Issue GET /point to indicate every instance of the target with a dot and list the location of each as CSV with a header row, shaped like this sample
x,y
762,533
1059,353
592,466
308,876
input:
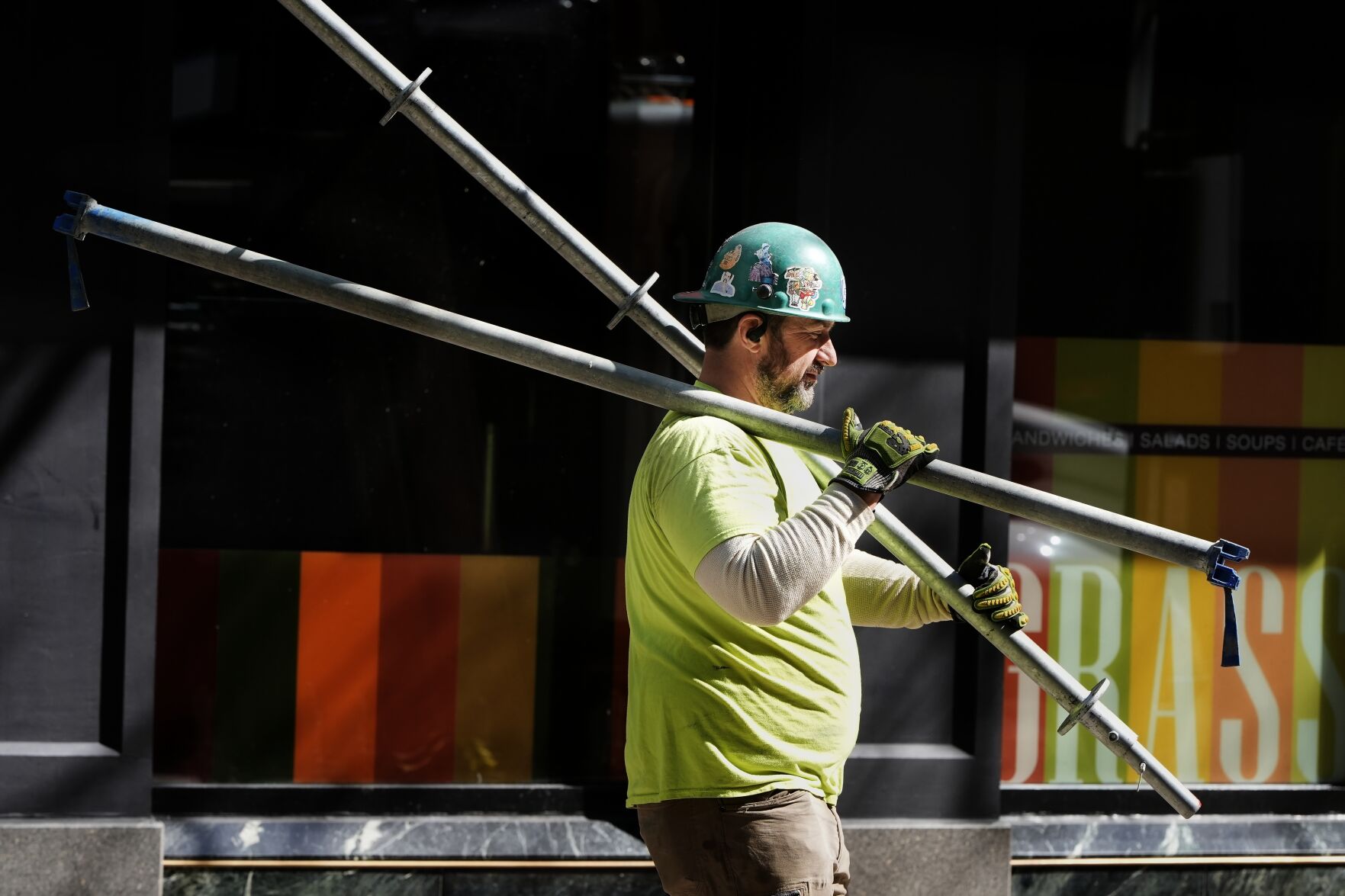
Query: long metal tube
x,y
950,479
639,385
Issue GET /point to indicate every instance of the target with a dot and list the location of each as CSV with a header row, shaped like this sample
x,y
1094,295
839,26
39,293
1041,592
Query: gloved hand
x,y
994,595
883,456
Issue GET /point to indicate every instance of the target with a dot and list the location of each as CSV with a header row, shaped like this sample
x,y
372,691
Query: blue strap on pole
x,y
79,297
69,225
1219,573
1230,631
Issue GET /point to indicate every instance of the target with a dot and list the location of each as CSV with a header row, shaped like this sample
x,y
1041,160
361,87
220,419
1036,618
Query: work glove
x,y
994,595
883,456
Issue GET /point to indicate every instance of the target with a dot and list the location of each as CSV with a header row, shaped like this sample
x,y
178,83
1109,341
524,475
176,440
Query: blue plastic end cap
x,y
1219,573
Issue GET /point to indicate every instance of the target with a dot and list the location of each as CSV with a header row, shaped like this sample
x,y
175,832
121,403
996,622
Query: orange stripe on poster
x,y
497,669
1320,619
1173,610
336,688
417,669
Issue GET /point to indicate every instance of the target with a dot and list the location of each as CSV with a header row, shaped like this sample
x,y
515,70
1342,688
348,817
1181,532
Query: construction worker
x,y
743,588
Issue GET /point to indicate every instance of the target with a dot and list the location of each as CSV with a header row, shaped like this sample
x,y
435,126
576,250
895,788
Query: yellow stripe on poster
x,y
1318,724
497,669
1174,609
1087,623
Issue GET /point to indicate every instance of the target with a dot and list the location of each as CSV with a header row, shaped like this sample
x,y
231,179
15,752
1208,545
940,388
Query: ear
x,y
751,329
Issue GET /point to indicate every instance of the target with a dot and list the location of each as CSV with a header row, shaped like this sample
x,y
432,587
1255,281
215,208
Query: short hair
x,y
719,334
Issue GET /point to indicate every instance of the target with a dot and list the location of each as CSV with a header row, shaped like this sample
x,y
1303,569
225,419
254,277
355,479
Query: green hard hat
x,y
777,268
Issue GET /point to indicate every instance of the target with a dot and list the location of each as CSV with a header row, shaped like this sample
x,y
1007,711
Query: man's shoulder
x,y
693,435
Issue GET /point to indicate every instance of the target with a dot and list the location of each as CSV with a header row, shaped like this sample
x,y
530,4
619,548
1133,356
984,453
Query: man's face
x,y
794,357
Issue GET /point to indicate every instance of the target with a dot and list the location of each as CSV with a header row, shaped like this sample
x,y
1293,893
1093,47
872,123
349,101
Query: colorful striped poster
x,y
352,667
1218,440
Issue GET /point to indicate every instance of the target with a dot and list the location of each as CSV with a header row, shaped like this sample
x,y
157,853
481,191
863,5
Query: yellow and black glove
x,y
994,595
883,456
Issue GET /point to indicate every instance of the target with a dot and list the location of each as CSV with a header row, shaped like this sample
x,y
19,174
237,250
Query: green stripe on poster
x,y
255,685
573,670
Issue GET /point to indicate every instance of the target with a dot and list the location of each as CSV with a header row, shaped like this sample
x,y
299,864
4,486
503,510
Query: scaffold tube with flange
x,y
539,354
410,100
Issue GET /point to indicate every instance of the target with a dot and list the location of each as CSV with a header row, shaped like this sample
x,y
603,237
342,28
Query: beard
x,y
777,389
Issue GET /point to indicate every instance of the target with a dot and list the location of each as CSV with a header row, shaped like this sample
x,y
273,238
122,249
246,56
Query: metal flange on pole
x,y
816,439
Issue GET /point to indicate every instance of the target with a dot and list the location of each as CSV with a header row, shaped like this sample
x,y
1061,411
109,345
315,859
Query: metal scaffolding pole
x,y
409,98
641,385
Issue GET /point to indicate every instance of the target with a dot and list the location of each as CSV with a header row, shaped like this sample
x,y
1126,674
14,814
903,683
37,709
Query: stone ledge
x,y
1149,836
77,857
916,857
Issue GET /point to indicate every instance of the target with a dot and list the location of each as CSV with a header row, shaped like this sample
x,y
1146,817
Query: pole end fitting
x,y
400,100
72,225
632,300
1218,570
1084,705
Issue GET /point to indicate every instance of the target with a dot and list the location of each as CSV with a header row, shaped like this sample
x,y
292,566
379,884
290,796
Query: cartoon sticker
x,y
805,285
764,268
724,285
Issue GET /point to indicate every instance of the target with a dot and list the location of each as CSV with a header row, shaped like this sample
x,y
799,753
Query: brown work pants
x,y
784,843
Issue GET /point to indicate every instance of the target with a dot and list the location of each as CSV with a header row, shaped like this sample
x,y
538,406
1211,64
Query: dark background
x,y
1130,170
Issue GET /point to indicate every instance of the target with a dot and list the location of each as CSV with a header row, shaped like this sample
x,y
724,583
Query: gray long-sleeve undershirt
x,y
766,579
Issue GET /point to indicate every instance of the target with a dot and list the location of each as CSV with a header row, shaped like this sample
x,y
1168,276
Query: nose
x,y
828,354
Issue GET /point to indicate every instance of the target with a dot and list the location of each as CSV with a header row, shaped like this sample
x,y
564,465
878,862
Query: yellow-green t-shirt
x,y
719,707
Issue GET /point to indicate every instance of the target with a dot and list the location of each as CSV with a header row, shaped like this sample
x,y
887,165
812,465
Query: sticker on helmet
x,y
764,268
724,285
805,285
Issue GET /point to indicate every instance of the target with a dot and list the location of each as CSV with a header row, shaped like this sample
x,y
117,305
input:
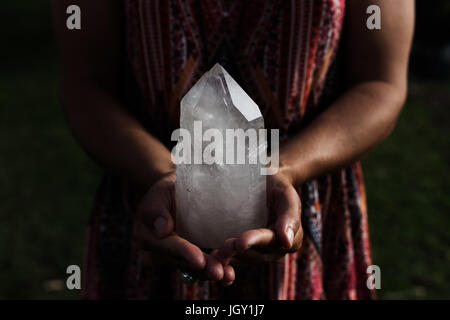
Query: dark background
x,y
47,183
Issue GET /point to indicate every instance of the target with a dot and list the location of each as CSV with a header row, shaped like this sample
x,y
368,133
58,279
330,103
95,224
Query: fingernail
x,y
290,234
160,226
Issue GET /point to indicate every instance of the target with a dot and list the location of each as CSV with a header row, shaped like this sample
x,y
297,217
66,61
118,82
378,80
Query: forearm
x,y
358,120
113,138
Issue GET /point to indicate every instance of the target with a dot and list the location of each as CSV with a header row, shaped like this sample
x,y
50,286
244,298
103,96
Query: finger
x,y
155,209
214,269
256,239
228,275
288,218
187,255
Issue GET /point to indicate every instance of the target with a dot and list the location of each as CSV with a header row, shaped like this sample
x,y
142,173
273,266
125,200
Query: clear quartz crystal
x,y
218,201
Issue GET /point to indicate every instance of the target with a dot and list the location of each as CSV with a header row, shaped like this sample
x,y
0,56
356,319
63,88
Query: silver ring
x,y
186,277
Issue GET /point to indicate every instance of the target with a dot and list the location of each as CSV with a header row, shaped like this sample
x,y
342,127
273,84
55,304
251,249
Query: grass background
x,y
47,183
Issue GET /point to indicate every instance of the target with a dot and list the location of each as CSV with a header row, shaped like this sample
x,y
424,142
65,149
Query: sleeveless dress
x,y
285,54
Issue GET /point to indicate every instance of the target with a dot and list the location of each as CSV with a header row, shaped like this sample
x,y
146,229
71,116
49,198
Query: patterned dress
x,y
285,54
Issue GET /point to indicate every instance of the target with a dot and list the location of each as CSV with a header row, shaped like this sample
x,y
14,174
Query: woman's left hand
x,y
284,234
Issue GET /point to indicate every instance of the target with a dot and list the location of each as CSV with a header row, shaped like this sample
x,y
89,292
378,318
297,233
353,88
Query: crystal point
x,y
220,200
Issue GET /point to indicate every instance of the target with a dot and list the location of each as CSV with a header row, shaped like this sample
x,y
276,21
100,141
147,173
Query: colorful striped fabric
x,y
282,53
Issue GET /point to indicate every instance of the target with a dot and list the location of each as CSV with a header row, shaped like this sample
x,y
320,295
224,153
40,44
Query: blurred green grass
x,y
47,183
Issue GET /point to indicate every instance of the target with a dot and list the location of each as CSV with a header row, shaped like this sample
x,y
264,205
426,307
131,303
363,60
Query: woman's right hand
x,y
154,231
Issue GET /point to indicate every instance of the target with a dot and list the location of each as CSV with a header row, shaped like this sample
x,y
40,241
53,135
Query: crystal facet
x,y
220,200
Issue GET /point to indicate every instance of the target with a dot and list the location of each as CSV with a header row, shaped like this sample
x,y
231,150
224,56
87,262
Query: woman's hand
x,y
284,234
154,231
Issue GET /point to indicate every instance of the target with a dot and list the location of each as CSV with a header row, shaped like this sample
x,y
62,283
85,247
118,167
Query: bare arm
x,y
366,114
92,59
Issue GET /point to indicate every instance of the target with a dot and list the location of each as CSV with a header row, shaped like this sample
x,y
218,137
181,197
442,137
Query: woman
x,y
333,87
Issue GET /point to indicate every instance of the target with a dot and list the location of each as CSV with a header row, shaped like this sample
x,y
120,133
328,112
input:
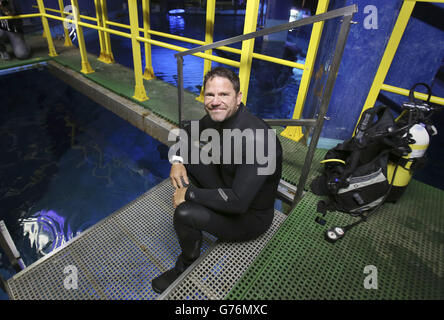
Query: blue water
x,y
66,163
272,94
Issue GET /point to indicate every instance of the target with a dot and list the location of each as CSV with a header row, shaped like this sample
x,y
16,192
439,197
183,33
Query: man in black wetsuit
x,y
12,31
232,197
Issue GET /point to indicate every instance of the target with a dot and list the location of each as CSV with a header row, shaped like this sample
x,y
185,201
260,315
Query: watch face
x,y
332,235
339,231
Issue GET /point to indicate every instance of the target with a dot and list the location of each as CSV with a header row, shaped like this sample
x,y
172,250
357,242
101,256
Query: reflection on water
x,y
46,230
177,24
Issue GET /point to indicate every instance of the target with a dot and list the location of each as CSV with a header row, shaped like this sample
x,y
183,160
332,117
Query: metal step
x,y
216,272
119,256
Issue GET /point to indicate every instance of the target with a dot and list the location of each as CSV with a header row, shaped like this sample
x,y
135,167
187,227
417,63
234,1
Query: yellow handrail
x,y
387,58
21,16
418,95
103,27
295,133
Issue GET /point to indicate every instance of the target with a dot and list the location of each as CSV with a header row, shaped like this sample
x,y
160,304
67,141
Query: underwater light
x,y
176,11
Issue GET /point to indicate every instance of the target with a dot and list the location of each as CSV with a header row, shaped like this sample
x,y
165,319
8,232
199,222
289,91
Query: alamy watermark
x,y
231,146
71,280
371,18
371,281
68,24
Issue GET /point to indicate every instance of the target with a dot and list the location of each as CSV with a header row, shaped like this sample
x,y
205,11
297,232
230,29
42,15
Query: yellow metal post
x,y
389,53
209,31
68,42
295,133
102,56
148,74
109,54
46,30
139,92
86,67
250,24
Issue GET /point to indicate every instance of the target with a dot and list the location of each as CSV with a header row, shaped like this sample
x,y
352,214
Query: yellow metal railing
x,y
386,61
102,25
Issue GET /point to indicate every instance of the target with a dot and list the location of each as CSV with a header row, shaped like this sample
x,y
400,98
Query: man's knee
x,y
183,213
21,49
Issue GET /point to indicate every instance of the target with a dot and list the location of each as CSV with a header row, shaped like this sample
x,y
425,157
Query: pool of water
x,y
272,89
66,163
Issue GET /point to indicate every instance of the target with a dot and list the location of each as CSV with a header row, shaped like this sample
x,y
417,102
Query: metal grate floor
x,y
115,259
215,273
404,241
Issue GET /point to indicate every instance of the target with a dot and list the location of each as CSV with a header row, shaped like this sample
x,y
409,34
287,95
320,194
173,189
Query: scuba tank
x,y
376,165
415,115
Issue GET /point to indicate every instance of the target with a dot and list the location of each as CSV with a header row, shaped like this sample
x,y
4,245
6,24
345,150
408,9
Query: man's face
x,y
221,101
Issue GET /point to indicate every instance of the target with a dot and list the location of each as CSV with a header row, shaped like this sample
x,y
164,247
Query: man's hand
x,y
177,172
179,196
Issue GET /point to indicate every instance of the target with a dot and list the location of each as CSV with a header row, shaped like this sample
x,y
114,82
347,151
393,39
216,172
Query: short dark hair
x,y
224,73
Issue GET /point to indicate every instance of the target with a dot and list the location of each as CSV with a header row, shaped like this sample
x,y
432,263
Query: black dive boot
x,y
163,281
184,260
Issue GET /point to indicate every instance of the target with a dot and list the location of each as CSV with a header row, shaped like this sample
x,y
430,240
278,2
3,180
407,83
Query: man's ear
x,y
239,98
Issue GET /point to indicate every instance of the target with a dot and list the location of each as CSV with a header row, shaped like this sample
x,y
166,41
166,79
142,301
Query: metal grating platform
x,y
116,259
215,273
294,157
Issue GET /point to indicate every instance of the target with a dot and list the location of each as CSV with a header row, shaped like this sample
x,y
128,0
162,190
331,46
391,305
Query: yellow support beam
x,y
389,53
98,6
418,95
86,67
148,74
139,91
108,52
46,30
21,16
209,31
295,133
250,24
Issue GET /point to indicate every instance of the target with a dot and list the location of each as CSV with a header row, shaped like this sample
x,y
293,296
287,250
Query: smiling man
x,y
231,199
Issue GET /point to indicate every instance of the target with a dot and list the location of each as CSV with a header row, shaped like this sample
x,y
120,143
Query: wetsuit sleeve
x,y
235,200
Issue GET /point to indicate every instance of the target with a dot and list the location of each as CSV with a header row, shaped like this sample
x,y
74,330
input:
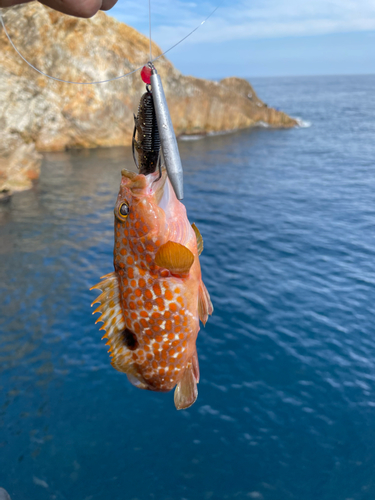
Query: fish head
x,y
137,209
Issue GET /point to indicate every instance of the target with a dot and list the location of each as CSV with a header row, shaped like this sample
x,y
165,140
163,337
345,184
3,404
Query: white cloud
x,y
244,20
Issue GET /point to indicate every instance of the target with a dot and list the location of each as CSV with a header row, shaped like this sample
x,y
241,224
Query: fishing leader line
x,y
117,77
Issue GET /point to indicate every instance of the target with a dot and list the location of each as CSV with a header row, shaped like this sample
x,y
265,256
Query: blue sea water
x,y
286,406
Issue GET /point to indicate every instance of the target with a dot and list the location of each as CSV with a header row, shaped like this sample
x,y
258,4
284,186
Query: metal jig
x,y
167,136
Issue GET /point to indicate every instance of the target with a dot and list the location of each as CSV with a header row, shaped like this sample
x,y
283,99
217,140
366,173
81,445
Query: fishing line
x,y
149,23
117,77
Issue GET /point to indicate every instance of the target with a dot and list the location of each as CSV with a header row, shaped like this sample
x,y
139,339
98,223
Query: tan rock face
x,y
39,114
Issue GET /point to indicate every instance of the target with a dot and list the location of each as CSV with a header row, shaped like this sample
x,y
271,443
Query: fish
x,y
152,303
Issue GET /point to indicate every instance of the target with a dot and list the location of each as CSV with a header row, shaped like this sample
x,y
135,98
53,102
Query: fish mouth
x,y
150,185
160,188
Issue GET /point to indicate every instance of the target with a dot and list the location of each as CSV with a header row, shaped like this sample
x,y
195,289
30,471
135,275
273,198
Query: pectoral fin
x,y
199,238
186,391
205,307
175,257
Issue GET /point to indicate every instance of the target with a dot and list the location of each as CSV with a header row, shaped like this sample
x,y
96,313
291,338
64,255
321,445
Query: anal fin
x,y
205,307
186,392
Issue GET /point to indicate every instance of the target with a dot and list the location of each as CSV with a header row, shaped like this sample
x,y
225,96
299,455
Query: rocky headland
x,y
38,114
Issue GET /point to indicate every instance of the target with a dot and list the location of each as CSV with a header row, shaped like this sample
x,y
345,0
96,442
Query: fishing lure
x,y
147,143
151,304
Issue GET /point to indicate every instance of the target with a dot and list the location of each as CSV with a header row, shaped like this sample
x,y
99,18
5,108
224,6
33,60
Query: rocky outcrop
x,y
38,114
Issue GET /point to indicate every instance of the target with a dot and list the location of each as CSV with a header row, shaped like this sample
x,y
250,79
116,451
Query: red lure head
x,y
146,74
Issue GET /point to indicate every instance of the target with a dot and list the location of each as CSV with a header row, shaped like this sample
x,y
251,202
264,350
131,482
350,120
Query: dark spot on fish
x,y
130,339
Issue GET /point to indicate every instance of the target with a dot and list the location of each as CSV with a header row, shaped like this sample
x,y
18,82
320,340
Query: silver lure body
x,y
167,136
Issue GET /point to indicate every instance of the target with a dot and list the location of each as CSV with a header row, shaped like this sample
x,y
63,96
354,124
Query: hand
x,y
78,8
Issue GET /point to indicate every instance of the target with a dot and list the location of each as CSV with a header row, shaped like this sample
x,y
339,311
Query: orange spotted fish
x,y
151,304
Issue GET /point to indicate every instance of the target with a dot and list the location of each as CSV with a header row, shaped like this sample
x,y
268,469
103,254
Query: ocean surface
x,y
286,406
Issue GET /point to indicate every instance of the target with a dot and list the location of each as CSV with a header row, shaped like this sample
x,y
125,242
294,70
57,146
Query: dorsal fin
x,y
118,336
175,257
186,391
205,307
199,238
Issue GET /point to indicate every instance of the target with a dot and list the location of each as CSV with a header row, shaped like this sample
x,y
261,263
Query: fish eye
x,y
124,210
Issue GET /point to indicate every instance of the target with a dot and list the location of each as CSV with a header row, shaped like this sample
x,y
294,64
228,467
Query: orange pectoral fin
x,y
205,307
175,257
186,391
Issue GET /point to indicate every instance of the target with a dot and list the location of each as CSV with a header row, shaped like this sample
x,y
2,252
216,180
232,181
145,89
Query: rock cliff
x,y
38,114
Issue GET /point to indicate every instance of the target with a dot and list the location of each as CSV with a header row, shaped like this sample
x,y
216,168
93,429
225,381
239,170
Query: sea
x,y
286,406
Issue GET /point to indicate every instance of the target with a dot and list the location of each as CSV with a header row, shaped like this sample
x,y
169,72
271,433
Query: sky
x,y
260,37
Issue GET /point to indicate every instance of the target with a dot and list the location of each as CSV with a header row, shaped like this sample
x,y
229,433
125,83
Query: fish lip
x,y
158,185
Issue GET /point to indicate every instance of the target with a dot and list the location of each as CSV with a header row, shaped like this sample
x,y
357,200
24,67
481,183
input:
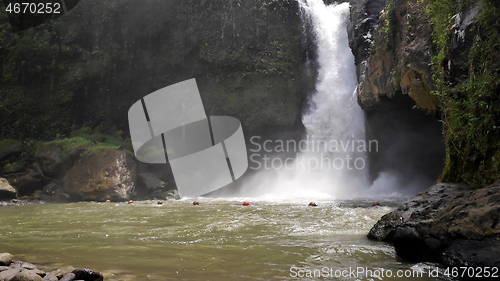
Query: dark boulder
x,y
14,149
5,259
453,224
87,274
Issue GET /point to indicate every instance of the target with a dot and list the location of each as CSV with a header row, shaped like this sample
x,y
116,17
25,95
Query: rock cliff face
x,y
391,41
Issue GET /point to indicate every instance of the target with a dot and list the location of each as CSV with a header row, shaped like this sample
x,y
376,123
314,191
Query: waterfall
x,y
334,121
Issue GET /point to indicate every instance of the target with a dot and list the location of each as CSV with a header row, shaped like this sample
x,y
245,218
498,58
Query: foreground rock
x,y
23,271
449,223
7,192
106,174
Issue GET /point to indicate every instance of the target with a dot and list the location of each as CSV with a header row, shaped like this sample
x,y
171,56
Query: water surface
x,y
218,240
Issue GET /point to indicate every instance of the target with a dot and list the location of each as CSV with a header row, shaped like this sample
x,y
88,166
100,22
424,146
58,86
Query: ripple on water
x,y
217,240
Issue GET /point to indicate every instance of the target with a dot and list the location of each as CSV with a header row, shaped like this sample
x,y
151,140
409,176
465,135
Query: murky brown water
x,y
217,240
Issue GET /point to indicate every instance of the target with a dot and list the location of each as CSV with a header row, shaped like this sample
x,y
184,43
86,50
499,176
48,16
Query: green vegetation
x,y
91,141
87,68
389,25
471,103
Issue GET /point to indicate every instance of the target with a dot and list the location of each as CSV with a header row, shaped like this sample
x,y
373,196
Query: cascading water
x,y
334,163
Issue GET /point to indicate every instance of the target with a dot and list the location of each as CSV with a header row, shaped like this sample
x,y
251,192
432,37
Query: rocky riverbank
x,y
86,166
11,270
449,223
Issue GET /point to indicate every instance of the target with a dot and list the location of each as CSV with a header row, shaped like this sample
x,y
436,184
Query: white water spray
x,y
334,122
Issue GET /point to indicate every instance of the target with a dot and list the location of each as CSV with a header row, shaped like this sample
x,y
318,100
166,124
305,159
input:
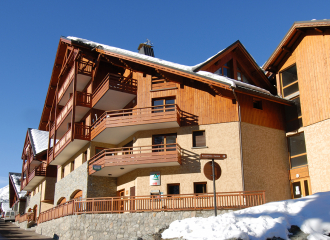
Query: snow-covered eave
x,y
170,66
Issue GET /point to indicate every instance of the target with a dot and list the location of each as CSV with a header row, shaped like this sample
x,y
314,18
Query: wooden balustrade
x,y
115,82
84,99
63,141
171,152
61,210
68,79
179,202
64,112
136,116
25,217
80,132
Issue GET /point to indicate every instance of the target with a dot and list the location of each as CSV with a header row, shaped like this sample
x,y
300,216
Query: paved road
x,y
9,230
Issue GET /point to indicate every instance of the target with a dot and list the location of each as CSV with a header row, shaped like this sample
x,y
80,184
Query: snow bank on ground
x,y
311,214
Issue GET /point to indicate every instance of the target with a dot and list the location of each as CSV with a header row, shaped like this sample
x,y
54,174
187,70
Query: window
x,y
289,79
173,188
200,187
225,70
293,116
163,105
164,142
297,149
72,166
85,156
199,139
257,103
62,172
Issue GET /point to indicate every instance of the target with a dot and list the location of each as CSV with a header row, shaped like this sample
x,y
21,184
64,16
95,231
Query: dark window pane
x,y
289,76
291,89
200,187
306,188
297,144
199,139
298,161
174,189
296,190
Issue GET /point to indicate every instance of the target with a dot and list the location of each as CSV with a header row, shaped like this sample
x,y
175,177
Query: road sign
x,y
218,156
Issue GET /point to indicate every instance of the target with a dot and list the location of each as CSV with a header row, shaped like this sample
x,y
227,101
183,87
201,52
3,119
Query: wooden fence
x,y
180,202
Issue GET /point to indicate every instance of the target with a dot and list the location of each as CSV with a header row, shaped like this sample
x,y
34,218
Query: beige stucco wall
x,y
317,139
220,138
266,161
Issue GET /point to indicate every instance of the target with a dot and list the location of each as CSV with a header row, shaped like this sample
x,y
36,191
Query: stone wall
x,y
101,187
76,180
265,161
34,200
317,138
114,226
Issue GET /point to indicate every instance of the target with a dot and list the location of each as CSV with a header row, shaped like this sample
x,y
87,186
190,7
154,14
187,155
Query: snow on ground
x,y
311,214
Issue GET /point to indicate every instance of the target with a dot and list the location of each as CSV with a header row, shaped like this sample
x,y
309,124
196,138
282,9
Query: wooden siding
x,y
302,171
271,115
313,67
198,102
○ ○ ○
### WHAT THIS TASK INVOLVES
Gather every line from the items above that contains the string "cliff", and copy each of those lines in full.

### FINAL RESULT
Query: rock cliff
Query: rock cliff face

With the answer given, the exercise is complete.